Orozco Díaz señaló  que el templo “se concibe con sentido paralelo a la escena por cumplir, a lo divino, la función social que en lo mundano realiza el retablo”, haciendo patente la correspondencia entre los artificios retóricos de la oratoria y sus formas grandilocuentes que procuraban concentrar la atención del creyente y estimular los sentidos, trasladándolos de lo material a lo espiritual. Rodríguez G. de Ceballos afirma que el retablo mayor de la iglesia servía maravillosamente para la función de aprender, contemplando sus iconografías, mientras se escuchaba el sermón, puesto que el predicador casi podía ir señalando con el dedo desde el púlpito las escenas de pintura o relieve para apoyar sus palabras, “a la manera del coplero ciego señalaba con una varita en la calle los dibujos desplegados ante los espectadores que escuchaban embobados su relato”. El retablo, por tanto, no fue un objeto más en el templo destinando únicamente a infundir mayor veneración, sino que tuvo su proyección y vida en el interior del espacio sagrado.

 

Lectura: de izquierda a derecha y de abajo arriba

Estadísticamente está demostrado que el orden predilecto y riguroso de lectura es el que va de izquierda a derecha del espectador y de abajo arriba. Así se cumple en la mayor parte de los retablos navarros. Cuando no es así, en muchas ocasiones, hay que achacarlo a la mala colocación de los relieves o pinturas con motivo de arreglos e intervenciones mal entendidos, al sustituir piezas más desgastadas por el roce o por la luz, por otras que, por su posición, habían sufrido menos. En cualquier caso, hay que hacer notar que también hay retablos sin el más mínimo orden, aunque sean los menos.

En la mayor parte de los casos, la calle central queda más potenciada que las restantes por su mayor significación y vitalidad arquitectónica y albergar en sus cuerpos nada menos que el sagrario, el titular, la imagen de la Virgen y el Calvario. Este último grupo se constituirá en el foco culminante de atracción, como símbolo de la redención, básico para el cristiano. El hecho de que la Asunción o algún tema mariano se sitúe debajo del Calvario indica la gran significación como medianera que se le otorga a la Virgen, pudiendo leerse que al Calvario se llega por el camino de Nuestra Señora. El remate, por encima de la Crucifixión suele corresponder en muchos casos al Padre Eterno, que aparece de busto con los brazos protectores extendidos y con el orbe, símbolo del poder eterno.

El lado del Evangelio -izquierda del espectador- siempre era preferido al de la Epístola, por ello se situaban en aquel a los santos frente a las santas o a los mártires frente a los confesores …etc. Al respecto, tenemos en Navarra un buen ejemplo con la ubicación de los copatronos San Fermín y San Francisco Javier que, a partir de 1657, irían en el lado del Evangelio y la Epístola respectivamente, como se puede ver entre otros ejemplos en el mayor de Larraga o el de Santa Teresa de Fitero en donde además se dan cita los patronos de la iglesia universal (San Pedro en el lado del Evangelio y San Pablo en el de la Epístola) y los titulares de las iglesias o cofradías locales.

LISTADO DE DATOS
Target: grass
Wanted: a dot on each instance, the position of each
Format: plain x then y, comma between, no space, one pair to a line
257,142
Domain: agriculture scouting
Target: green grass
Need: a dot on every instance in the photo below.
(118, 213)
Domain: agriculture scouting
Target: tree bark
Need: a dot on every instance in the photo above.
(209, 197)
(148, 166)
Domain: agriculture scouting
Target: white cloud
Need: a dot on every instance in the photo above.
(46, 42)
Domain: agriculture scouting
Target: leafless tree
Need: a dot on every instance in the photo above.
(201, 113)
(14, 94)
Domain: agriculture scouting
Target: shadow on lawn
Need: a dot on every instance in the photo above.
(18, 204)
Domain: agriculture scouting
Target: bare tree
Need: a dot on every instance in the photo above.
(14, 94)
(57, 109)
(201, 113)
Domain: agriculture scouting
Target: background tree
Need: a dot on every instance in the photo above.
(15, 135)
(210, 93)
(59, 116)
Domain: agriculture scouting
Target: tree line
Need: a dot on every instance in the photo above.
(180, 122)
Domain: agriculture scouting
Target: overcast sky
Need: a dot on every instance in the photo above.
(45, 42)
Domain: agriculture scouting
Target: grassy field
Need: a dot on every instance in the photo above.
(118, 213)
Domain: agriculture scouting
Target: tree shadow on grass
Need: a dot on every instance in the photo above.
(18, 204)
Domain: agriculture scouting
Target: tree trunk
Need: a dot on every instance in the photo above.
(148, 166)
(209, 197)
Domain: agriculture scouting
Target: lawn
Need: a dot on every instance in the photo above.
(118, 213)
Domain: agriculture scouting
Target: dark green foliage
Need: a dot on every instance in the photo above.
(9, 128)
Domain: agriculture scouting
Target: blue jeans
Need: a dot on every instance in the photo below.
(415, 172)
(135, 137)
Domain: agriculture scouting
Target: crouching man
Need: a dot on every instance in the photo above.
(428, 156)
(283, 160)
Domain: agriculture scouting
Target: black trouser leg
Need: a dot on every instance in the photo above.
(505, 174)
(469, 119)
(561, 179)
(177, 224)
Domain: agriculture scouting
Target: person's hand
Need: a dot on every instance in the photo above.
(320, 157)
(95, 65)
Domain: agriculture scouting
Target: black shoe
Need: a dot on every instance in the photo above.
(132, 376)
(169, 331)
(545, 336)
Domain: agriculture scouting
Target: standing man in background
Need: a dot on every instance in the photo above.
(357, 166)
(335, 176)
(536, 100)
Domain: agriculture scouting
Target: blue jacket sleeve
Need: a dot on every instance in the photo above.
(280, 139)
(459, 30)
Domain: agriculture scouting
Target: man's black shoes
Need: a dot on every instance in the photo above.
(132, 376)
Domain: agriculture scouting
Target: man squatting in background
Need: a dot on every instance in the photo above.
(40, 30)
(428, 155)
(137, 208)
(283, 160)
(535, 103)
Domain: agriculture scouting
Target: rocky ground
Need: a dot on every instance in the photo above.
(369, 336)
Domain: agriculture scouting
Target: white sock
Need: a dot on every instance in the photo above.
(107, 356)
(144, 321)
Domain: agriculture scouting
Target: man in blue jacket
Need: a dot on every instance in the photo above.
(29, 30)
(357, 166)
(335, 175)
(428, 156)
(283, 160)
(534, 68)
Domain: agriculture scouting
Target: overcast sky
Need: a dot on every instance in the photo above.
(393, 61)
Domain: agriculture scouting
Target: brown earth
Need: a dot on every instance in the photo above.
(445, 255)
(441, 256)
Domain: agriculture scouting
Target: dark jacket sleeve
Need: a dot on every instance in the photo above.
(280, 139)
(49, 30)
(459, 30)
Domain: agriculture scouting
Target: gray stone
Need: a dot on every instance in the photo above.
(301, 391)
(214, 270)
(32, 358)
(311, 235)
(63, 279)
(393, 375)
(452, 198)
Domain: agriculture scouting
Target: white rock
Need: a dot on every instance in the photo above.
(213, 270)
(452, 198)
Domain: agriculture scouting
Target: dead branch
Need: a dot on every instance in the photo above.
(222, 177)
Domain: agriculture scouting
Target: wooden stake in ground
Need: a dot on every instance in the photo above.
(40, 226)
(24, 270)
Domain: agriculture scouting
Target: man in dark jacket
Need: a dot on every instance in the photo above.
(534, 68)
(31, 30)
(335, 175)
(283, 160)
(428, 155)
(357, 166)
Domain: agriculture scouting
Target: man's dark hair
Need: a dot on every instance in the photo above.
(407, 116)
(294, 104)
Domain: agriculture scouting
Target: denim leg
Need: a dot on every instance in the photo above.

TAREAS PENDIENTES
(a) Según el fragmento sobre los retablos, ¿qué alberga la calle central en sus cuerpos? Enumera todo lo que se menciona.
(b) ¿Puedes devolver, copiado literalmente, el pasaje del fragmento sobre los retablos que va de "En la mayor parte de los casos, la" a "del poder eterno.", ambos incluidos?

RESPUESTAS EN ORDEN
(a) El sagrario, el titular, la imagen de la Virgen y el Calvario.

(b)
En la mayor parte de los casos, la calle central queda más potenciada que las restantes por su mayor significación y vitalidad arquitectónica y albergar en sus cuerpos nada menos que el sagrario, el titular, la imagen de la Virgen y el Calvario. Este último grupo se constituirá en el foco culminante de atracción, como símbolo de la redención, básico para el cristiano. El hecho de que la Asunción o algún tema mariano se sitúe debajo del Calvario indica la gran significación como medianera que se le otorga a la Virgen, pudiendo leerse que al Calvario se llega por el camino de Nuestra Señora. El remate, por encima de la Crucifixión suele corresponder en muchos casos al Padre Eterno, que aparece de busto con los brazos protectores extendidos y con el orbe, símbolo del poder eterno.